## EXERCISE PROMPT
Reproduce the lines from the one holding "find the utility" to the end of the entries. Include both ends and change nothing.

BEGIN EXERCISE INPUT

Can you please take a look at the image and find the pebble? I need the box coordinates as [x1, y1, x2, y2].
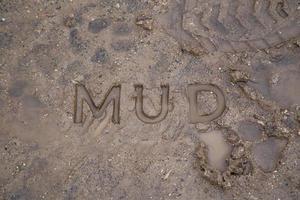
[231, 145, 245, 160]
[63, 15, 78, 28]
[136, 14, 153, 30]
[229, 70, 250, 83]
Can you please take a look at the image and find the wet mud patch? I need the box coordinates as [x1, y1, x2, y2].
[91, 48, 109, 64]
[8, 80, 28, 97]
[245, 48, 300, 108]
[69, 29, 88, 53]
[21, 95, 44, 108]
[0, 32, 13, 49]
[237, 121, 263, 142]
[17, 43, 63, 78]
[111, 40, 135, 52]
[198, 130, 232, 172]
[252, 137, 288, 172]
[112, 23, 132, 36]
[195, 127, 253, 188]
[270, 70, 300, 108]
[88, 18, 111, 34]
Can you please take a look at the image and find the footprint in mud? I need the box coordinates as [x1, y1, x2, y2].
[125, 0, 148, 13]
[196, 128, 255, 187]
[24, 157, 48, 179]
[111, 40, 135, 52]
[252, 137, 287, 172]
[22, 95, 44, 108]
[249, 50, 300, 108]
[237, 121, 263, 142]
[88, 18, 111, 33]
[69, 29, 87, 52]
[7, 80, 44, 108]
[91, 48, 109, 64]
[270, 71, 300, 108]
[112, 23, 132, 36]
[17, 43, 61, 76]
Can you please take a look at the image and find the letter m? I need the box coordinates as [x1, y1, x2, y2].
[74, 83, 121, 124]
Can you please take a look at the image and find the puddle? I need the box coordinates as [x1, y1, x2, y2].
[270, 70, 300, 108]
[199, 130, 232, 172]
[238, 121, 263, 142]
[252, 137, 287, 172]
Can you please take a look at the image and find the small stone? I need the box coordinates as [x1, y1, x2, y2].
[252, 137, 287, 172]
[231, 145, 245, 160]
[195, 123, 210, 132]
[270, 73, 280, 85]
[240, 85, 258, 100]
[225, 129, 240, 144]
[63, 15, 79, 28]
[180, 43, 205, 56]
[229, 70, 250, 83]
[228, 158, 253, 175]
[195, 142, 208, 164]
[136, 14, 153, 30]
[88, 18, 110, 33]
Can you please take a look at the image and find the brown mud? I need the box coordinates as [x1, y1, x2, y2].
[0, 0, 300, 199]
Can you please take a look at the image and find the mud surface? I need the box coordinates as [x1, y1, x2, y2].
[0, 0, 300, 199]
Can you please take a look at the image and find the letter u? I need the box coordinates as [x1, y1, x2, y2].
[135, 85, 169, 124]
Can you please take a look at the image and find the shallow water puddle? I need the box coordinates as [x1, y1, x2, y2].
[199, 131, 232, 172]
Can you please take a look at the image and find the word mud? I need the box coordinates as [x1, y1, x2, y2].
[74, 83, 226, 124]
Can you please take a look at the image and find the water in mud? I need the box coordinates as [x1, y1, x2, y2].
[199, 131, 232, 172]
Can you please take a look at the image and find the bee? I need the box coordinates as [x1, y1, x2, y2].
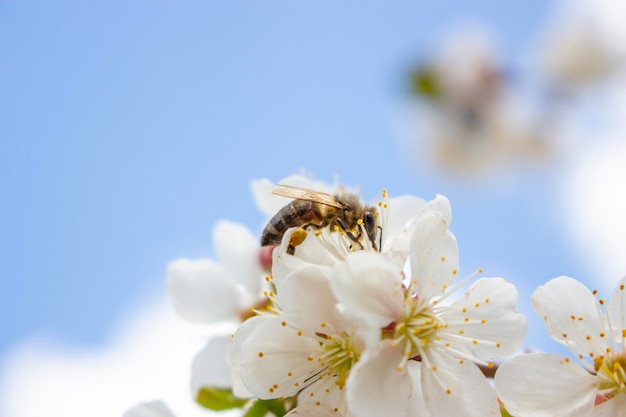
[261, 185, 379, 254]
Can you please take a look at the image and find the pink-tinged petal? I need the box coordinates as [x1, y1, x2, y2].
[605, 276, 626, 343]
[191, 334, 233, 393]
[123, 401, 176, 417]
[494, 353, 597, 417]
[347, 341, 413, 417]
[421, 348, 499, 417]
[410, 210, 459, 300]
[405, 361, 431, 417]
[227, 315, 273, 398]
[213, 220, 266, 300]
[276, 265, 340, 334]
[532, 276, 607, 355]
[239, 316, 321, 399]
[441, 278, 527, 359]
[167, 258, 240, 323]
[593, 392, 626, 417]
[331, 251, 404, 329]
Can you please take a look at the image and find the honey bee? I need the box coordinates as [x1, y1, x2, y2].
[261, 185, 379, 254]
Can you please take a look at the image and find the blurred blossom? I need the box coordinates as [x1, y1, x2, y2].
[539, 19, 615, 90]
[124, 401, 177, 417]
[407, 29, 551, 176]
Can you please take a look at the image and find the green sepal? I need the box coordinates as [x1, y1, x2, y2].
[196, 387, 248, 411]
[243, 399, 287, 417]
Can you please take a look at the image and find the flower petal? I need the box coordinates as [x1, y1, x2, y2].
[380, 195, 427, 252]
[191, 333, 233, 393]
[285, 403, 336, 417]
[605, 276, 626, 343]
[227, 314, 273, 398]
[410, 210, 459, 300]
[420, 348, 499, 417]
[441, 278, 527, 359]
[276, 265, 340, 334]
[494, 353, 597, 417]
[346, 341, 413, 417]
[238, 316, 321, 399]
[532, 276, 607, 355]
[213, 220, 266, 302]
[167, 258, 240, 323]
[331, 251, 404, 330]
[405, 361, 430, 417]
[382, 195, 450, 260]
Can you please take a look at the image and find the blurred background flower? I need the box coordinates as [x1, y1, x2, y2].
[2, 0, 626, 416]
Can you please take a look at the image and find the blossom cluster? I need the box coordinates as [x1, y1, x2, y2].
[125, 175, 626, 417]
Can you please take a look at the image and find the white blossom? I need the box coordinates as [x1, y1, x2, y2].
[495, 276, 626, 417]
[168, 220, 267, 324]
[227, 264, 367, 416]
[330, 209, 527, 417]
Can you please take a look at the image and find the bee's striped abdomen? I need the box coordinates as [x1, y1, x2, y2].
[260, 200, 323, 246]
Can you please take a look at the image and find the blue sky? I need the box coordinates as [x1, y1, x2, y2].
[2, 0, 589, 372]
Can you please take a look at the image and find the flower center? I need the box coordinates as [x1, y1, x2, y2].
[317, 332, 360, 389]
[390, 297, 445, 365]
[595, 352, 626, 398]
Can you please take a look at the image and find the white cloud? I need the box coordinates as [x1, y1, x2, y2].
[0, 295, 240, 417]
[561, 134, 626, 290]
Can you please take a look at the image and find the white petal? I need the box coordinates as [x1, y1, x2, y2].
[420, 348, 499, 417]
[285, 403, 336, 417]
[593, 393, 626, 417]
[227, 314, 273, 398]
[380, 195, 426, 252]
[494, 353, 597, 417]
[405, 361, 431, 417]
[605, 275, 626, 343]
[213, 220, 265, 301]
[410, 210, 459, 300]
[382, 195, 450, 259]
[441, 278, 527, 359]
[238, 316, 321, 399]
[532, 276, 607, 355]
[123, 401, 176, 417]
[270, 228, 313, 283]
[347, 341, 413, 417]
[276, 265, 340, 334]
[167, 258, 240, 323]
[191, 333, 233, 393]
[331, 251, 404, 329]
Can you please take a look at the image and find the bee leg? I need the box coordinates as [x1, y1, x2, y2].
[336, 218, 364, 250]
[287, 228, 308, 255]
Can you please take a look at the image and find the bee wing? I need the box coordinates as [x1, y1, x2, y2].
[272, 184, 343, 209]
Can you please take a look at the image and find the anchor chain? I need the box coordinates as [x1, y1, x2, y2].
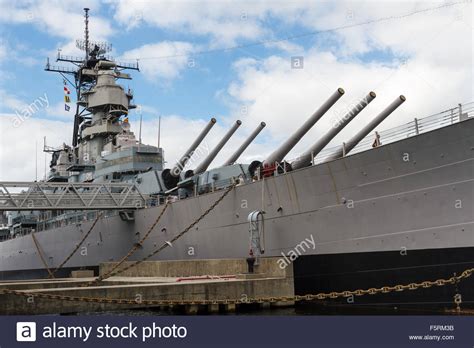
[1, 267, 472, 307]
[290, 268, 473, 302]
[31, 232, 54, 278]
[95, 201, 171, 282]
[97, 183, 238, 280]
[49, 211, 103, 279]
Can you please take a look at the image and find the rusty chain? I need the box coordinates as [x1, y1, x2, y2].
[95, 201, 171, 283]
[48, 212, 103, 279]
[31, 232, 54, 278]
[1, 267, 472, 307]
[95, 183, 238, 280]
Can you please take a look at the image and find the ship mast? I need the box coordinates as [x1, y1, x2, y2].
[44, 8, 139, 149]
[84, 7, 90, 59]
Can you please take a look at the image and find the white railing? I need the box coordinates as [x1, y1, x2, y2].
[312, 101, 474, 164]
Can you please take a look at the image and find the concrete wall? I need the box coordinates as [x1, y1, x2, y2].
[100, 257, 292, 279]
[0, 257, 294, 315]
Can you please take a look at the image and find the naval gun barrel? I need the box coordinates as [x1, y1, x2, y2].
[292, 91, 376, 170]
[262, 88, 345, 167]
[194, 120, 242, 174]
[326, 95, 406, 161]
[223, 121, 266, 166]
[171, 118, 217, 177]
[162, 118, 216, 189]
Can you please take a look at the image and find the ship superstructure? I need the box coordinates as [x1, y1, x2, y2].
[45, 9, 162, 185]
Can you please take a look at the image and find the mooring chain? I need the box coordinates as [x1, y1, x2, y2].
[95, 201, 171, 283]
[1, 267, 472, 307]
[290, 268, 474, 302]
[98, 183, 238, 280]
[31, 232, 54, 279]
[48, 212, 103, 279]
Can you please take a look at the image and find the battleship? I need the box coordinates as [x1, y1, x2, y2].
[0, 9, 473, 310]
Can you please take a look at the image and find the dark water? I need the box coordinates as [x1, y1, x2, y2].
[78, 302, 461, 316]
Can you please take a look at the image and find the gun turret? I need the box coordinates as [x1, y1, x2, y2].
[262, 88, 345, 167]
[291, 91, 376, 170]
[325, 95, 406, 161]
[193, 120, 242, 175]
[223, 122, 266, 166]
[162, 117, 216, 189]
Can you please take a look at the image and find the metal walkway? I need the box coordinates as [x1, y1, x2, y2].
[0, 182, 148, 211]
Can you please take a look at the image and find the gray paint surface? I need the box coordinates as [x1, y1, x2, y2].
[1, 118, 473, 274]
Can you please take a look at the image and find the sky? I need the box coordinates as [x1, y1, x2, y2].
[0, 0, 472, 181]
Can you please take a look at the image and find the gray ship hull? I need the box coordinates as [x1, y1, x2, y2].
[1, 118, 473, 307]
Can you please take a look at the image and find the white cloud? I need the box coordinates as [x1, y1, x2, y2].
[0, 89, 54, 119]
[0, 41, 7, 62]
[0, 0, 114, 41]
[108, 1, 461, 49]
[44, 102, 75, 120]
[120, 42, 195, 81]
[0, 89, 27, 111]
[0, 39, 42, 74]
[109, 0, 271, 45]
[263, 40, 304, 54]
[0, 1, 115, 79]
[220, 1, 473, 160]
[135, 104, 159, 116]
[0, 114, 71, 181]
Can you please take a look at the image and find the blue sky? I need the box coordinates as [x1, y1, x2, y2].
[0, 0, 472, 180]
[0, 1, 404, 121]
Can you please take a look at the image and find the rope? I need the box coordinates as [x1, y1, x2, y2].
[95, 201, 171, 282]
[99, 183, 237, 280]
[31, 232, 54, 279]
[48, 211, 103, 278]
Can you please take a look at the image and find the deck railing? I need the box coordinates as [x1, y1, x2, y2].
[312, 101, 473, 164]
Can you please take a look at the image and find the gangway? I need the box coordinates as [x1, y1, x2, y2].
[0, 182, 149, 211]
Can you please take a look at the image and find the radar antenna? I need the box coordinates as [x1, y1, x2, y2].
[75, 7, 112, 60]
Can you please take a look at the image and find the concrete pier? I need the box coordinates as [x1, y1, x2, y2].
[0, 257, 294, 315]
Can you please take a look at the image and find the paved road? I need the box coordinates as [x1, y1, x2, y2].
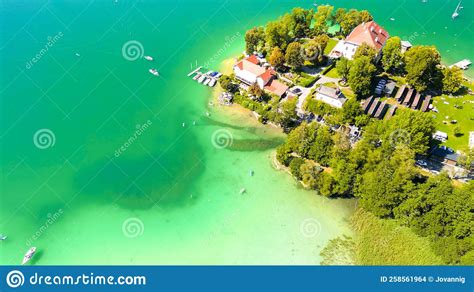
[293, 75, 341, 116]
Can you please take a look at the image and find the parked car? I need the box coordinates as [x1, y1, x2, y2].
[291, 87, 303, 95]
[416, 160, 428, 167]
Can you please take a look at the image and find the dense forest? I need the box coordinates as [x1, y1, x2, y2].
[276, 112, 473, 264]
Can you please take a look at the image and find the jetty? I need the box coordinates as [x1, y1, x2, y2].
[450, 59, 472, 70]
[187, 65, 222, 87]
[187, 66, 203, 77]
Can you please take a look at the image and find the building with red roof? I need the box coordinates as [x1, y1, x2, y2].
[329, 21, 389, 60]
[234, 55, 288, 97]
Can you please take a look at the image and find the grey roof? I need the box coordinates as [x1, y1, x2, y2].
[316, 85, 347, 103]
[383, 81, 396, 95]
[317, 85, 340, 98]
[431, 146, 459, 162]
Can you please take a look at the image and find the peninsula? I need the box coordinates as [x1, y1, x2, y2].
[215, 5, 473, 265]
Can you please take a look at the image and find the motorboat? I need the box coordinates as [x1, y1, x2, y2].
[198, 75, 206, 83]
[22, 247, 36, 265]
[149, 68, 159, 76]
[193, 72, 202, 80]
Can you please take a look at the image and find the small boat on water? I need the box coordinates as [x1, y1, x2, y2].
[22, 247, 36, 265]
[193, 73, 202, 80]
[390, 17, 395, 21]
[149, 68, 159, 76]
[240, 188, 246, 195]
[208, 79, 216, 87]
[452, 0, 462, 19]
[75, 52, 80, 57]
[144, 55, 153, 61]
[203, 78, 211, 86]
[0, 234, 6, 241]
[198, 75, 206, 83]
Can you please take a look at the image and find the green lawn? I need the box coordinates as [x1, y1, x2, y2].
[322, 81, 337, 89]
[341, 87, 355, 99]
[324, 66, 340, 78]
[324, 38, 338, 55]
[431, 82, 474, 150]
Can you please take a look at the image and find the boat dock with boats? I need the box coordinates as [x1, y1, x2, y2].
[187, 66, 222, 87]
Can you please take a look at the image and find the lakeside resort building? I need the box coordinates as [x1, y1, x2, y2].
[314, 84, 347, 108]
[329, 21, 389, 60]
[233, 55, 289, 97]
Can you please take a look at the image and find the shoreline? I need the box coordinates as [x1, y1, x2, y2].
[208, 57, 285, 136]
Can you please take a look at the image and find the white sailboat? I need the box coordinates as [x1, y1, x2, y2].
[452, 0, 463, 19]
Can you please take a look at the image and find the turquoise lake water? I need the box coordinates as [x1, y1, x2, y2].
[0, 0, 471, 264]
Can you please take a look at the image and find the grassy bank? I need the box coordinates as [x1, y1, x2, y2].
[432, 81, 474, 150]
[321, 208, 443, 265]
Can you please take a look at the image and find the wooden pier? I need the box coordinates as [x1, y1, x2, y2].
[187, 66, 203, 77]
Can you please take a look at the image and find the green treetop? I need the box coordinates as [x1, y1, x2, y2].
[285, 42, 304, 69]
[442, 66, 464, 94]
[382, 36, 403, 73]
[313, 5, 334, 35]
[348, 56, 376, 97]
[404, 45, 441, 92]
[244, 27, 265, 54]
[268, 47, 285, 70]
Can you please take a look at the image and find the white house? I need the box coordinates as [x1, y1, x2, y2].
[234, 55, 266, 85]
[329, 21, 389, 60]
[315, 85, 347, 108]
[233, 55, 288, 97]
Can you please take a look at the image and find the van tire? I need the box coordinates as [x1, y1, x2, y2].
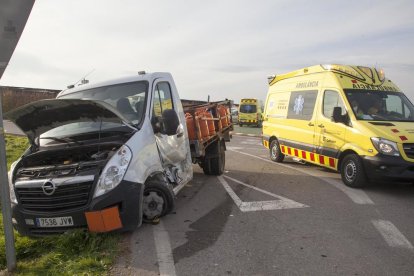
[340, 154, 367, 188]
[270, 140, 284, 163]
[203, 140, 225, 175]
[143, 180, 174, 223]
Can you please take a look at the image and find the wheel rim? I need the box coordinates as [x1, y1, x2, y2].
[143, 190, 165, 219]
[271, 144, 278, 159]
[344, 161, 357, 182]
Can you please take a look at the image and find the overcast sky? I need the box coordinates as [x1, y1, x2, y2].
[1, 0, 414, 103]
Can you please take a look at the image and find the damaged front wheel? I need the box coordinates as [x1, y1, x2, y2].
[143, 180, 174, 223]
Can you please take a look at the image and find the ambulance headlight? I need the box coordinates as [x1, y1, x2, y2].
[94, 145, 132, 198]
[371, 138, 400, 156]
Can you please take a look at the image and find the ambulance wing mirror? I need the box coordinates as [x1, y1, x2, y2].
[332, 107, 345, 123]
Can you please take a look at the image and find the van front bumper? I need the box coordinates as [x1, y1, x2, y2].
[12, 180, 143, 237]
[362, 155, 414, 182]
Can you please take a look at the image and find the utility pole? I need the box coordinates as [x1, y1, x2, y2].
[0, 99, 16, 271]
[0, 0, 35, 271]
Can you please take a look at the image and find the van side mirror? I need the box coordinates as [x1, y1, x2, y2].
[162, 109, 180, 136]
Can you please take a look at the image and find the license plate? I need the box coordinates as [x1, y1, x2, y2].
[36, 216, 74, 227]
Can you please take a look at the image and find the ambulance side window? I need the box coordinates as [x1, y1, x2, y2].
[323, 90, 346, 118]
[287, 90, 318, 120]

END EXERCISE INPUT

## EXERCISE RESULT
Can you please take a look at the image and find the utility pole? I need the box coordinates as [x1, y1, x2, y2].
[0, 99, 16, 271]
[0, 0, 35, 271]
Can you please take a look at the image and find the van side mirror? I need the box coordinates as [x1, y1, x2, y2].
[162, 109, 180, 136]
Can you please take a look at the image and find the license plate? I need the box coordinates as [x1, y1, x2, y2].
[36, 216, 74, 227]
Can you please take a look at the image and find the ambulance side window? I need the box coordinates as [x1, y1, x2, y2].
[323, 90, 346, 118]
[287, 90, 318, 120]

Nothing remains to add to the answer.